--- start ---

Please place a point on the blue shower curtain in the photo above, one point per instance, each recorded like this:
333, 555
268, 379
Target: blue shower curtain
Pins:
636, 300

--- end ---

> WORK TO DO
Copy every line of the records above exactly, keeping each one unchanged and in its original order.

> EXERCISE ANSWER
Please place a point on the blue shower curtain in the photo above, one point per instance, each recorded like this:
333, 555
268, 379
Target: blue shower curtain
Pins:
636, 300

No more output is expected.